수행할 작업 — 아래 레코드에서 문자열 "shoe"가 포함된 줄을 모두 찾아 한 줄도 빠뜨리지 말고 옮겨 적으십시오.

━━━

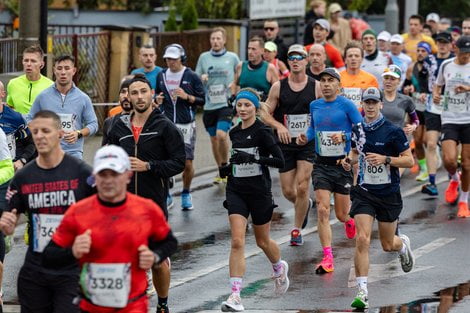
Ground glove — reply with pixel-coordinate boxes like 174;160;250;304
230;150;256;164
219;164;232;178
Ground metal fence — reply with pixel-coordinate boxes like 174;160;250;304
0;38;21;73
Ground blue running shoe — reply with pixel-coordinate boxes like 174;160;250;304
181;193;193;211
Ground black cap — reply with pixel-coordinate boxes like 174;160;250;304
455;36;470;53
320;67;341;81
434;32;452;43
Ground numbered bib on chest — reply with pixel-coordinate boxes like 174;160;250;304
343;87;362;108
317;131;345;157
80;263;131;308
7;134;16;159
57;113;75;132
284;114;310;138
209;84;227;103
232;147;263;177
363;159;391;185
32;214;64;253
175;122;194;145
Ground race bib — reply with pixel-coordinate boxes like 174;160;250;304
209;84;227;103
7;134;16;159
363;159;391;185
343;88;362;109
284;114;310;138
32;214;64;253
57;113;75;132
317;131;346;157
175;122;195;145
80;263;131;308
232;147;263;177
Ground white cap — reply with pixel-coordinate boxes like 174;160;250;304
426;13;440;23
390;34;403;44
163;46;182;59
377;30;391;41
93;145;131;174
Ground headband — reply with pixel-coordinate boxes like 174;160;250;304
235;90;259;109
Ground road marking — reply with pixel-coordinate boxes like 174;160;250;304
348;238;456;288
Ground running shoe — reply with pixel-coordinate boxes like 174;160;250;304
290;229;304;246
457;201;470;217
181;193;194;211
446;180;460;204
344;218;356;239
166;193;175;210
302;198;313;229
315;255;335;274
416;170;429;181
351;289;369;309
220;293;245;312
421;184;439;196
398;234;415;273
272;261;289;296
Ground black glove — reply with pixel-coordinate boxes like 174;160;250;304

━━━

정답 —
Ground blue running shoe — reply with pixel-coordinate boxes like 174;160;250;304
Ground running shoe — reply with pixel-coordinate boxes like 174;160;250;304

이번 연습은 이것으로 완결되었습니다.